• _READING TEXT_
•••••

Jane McGonigal, author of Reality is Broken: why games make us better and how they can change the world, demonstrated the power of games in solving real world problems.  She demonstrates how games can teach players how to make complex decisions and strategize for addressing issues from poverty to climate change. For instance, the game World Without Oil is a simulation designed to use brainstorming in order to avert the challenges of a worldwide oil shortage. Evoke, a game commissioned by the World Bank Institute, teaches players to find strategies for addressing issues from poverty to climate change. McGonigal makes a strong case for significant advantages held by organizations who can think beyond traditional training. She places a high value on simulation learning that involves strategy and role-based behaviors.

What value does gamification provide in healthcare?  Previous research indicates that gamification strategies enhance learning in a few key areas such as content recall and retention. Simulation of complex, critical processes may be one of the most valuable applications in healthcare. For example, the Education Technology group at the Stanford School of Medicine developed an application to teach physicians how to identify and treat sepsis. The web-based program, Septris, quickly gained popularity and led to a group of surgeons requesting a new application, SICKO, to teach doctors about surgical decisions.  Reception of Septris was immediately positive, and it enjoyed widespread usage. Within one year of launch, the game received more than 32,000 visits, with 16,700 plays and 2,500 completions of the game. Also, while 55% of hits were direct/organic, the other 45% of hits came from referrals. The authors demonstrated both the clinical and financial benefits of gamification for these more complex processes.

•••••

• _INFORMATION SHOWN_

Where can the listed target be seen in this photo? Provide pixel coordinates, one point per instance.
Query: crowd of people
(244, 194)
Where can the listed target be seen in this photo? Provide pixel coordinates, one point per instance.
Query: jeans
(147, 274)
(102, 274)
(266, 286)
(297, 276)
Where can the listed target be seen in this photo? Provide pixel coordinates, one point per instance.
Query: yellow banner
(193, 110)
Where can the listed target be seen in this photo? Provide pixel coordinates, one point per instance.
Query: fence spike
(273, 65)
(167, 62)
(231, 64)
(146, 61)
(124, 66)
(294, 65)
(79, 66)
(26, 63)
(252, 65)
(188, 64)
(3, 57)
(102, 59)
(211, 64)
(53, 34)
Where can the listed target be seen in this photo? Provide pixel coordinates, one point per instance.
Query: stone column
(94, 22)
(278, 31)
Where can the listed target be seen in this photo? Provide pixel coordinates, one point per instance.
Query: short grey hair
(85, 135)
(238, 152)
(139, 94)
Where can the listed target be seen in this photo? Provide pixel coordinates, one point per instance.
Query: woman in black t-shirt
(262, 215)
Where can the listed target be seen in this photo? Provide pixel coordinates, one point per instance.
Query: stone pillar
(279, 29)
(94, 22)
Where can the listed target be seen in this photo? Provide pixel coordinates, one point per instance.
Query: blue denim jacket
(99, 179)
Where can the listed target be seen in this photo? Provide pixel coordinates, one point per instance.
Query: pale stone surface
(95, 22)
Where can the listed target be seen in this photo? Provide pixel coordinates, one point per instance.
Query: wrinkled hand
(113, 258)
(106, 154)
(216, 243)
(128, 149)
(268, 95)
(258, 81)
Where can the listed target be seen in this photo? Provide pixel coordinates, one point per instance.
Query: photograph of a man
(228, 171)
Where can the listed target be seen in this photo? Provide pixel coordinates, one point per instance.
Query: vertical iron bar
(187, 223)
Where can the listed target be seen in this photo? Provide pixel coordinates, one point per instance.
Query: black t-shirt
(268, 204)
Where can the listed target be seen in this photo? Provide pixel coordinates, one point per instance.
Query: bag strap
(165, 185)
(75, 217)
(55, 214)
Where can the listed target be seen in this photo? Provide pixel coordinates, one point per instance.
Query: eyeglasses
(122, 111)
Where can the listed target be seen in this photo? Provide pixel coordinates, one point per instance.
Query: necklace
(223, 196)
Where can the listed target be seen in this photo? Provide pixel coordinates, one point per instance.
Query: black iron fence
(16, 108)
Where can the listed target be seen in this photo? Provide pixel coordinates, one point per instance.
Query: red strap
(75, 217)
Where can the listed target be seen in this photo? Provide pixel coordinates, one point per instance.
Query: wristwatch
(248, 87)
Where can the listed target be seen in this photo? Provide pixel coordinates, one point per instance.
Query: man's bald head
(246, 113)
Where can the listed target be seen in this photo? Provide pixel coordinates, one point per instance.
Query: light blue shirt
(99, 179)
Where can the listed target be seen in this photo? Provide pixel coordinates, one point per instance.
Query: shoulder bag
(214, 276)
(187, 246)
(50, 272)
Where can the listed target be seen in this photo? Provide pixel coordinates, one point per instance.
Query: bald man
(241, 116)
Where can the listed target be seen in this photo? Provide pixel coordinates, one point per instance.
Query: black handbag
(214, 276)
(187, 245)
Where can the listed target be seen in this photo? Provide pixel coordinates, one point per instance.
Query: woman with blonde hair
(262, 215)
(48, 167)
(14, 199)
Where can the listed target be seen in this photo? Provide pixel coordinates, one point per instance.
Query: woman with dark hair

•••••

• _ACTIVITY 1_
Answer the following questions using the gamification text.
(a) Which organization commissioned the game Evoke?
(b) Which condition was Septris designed to teach physicians to identify and treat?
(c) How many plays did Septris receive within one year of launch?
• _ACTIVITY 2_
Reproduce the portion of the gamification text between "Jane McGonigal, author" and "and role-based behaviors.", inclusive.
The records are drawn from a source separate from the gamification text.

• _WRITTEN SOLUTION 1_
(a) The World Bank Institute
(b) Sepsis
(c) 16,700

• _WRITTEN SOLUTION 2_
Jane McGonigal, author of Reality is Broken: why games make us better and how they can change the world, demonstrated the power of games in solving real world problems.  She demonstrates how games can teach players how to make complex decisions and strategize for addressing issues from poverty to climate change. For instance, the game World Without Oil is a simulation designed to use brainstorming in order to avert the challenges of a worldwide oil shortage. Evoke, a game commissioned by the World Bank Institute, teaches players to find strategies for addressing issues from poverty to climate change. McGonigal makes a strong case for significant advantages held by organizations who can think beyond traditional training. She places a high value on simulation learning that involves strategy and role-based behaviors.